## start Record extracts

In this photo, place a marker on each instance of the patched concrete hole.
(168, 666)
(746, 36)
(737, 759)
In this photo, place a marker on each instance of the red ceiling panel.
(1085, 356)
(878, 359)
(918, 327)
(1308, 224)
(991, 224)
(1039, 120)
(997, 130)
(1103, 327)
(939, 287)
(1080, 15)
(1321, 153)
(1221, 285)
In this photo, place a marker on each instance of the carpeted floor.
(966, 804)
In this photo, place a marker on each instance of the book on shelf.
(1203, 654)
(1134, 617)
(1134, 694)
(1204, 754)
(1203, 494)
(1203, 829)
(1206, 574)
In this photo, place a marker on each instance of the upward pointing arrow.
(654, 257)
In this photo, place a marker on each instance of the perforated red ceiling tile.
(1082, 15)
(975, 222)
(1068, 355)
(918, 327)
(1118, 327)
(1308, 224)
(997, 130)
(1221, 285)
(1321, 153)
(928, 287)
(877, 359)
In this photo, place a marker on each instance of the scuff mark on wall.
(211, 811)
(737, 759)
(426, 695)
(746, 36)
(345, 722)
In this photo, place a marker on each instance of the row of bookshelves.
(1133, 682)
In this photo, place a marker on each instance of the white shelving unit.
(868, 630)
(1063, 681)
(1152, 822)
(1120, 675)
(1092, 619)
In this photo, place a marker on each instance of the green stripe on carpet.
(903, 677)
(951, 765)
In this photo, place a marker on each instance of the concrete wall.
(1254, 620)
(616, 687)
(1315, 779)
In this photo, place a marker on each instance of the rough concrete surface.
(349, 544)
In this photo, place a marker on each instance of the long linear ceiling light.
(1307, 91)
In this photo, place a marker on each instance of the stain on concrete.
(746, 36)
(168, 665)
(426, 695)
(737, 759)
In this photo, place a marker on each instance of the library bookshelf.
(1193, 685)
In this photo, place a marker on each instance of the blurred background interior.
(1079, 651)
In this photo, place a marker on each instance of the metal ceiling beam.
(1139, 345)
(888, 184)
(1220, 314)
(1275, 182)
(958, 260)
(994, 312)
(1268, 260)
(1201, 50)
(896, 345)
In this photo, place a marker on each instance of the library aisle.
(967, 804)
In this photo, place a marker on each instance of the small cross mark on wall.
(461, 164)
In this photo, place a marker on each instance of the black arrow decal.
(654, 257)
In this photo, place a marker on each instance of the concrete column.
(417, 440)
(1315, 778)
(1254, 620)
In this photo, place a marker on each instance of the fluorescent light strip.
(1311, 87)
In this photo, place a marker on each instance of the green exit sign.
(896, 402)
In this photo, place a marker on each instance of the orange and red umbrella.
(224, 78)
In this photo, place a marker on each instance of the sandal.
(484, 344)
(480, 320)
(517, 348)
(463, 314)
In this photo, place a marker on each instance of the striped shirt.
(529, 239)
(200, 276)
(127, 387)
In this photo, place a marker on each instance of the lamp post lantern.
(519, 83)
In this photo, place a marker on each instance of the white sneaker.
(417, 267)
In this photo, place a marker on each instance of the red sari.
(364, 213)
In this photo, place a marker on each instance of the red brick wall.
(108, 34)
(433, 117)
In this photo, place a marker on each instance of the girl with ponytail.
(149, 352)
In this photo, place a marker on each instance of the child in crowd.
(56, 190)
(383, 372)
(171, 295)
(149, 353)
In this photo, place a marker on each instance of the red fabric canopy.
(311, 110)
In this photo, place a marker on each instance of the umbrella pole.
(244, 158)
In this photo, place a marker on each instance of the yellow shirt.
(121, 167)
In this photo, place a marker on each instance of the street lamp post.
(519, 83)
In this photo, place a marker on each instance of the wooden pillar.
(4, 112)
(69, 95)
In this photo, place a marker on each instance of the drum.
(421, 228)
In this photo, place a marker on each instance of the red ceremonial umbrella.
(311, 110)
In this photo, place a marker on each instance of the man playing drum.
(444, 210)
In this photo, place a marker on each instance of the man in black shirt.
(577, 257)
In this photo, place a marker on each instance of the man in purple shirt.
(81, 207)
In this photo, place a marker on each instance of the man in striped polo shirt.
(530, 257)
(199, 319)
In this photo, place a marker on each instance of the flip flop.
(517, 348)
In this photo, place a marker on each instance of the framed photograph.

## end Record extracts

◆ Exercise instructions: Could you quote every item above word for word, from the first line to the last?

◆ Reply to the task:
In this photo, place a marker on each instance of the patched concrete hole.
(168, 666)
(746, 36)
(737, 759)
In this photo, place a marker on each instance of the red ceiling panel.
(1085, 356)
(878, 359)
(918, 327)
(1308, 224)
(991, 224)
(1039, 120)
(997, 130)
(1103, 327)
(939, 287)
(1080, 15)
(1321, 153)
(1221, 285)
In this photo, place a marker on each instance of the carpeted floor.
(966, 804)
In this photo, place a marker on each instance of the book on shelf.
(1203, 654)
(1134, 617)
(1134, 694)
(1204, 754)
(1203, 494)
(1203, 829)
(1206, 574)
In this photo, place a marker on each instance of the upward pointing arrow.
(654, 257)
In this photo, place a marker on each instance of the perforated red ceiling tile.
(1082, 15)
(975, 222)
(1068, 355)
(918, 327)
(1118, 327)
(1308, 224)
(997, 130)
(1221, 285)
(1321, 153)
(928, 287)
(877, 359)
In this photo, place a marker on each instance of the scuff mark on wall.
(211, 811)
(737, 759)
(426, 695)
(746, 36)
(345, 722)
In this photo, place a marker on each instance of the row of bookshelves.
(1133, 682)
In this photo, place a marker on each instance of the white shelving unit.
(868, 630)
(1063, 681)
(1152, 822)
(1120, 675)
(1092, 619)
In this photo, place a marker on each instance of the green stripe on carpet.
(903, 677)
(951, 765)
In this photo, place a marker on each instance of the concrete wall.
(1254, 620)
(616, 687)
(1315, 779)
In this photo, place a marker on each instance of the rough concrete surface.
(349, 544)
In this photo, place a marker on each instance of the long linear ceiling light.
(1307, 91)
In this photo, place a marker on each instance of the stain on concrete.
(746, 36)
(168, 665)
(426, 695)
(737, 759)
In this photo, place a marker on each instance of the library bookshelf.
(1193, 685)
In this photo, place a marker on each instance of the blurred background interior.
(1079, 651)
In this photo, place a marker on each instance of the metal ceiling beam.
(1139, 345)
(888, 184)
(1220, 314)
(1275, 182)
(958, 260)
(994, 312)
(1268, 260)
(1201, 50)
(896, 345)
In this photo, place a marker on each instance of the library aisle.
(967, 804)
In this photo, place a marker on each instance of the small cross mark on wall.
(461, 164)
In this photo, place a marker on each instance of the black arrow decal.
(654, 257)
In this photo, place a marker on each instance of the concrete column.
(417, 440)
(1315, 778)
(1254, 620)
In this photo, place a marker on each instance of the fluorescent light strip.
(1311, 87)
In this photo, place a marker on each instance of the green exit sign.
(896, 402)
In this photo, place a marker on each instance of the orange and red umbrella.
(224, 78)
In this photo, place a marker on each instance of the sandal.
(484, 344)
(480, 320)
(517, 348)
(463, 314)
In this photo, place a marker on each instance of the striped shirt.
(529, 239)
(200, 276)
(127, 387)
In this photo, place a marker on each instance of the lamp post lantern.
(519, 83)
In this photo, place a marker on each instance of the white sneaker.
(417, 267)
In this photo, place a marker on each instance of the red sari.
(364, 213)
In this photo, place a marker on each instance of the red brick wall.
(108, 34)
(433, 117)
In this photo, place a marker on each instance of the girl with ponytail.
(149, 352)
In this photo, place a marker on each instance of the child in crowd.
(56, 190)
(383, 372)
(171, 295)
(149, 353)
In this photo, place a marker on each instance of the red fabric canopy.
(311, 110)
In this photo, place a marker on each instance of the umbrella pole.
(244, 158)
In this photo, place a marker on each instance of the yellow shirt.
(121, 167)
In this photo, place a marker on each instance of the street lamp post.
(519, 83)
In this photo, place a marker on each instance of the wooden pillar.
(4, 112)
(69, 95)
In this photo, place a marker on each instance of the drum.
(421, 228)
In this photo, place a marker on each instance of the red ceremonial umbrella.
(311, 110)
In this photo, place a marker on each instance of the man playing drum.
(444, 210)
In this photo, place a marker on each instance of the man in black shirt.
(577, 257)
In this photo, place a marker on each instance of the man in purple shirt.
(81, 207)
In this photo, place a marker on each instance of the man in striped polo shirt.
(530, 257)
(199, 319)
In this photo, place a marker on each instance of the flip flop.
(517, 348)
In this photo, place a marker on each instance of the framed photograph.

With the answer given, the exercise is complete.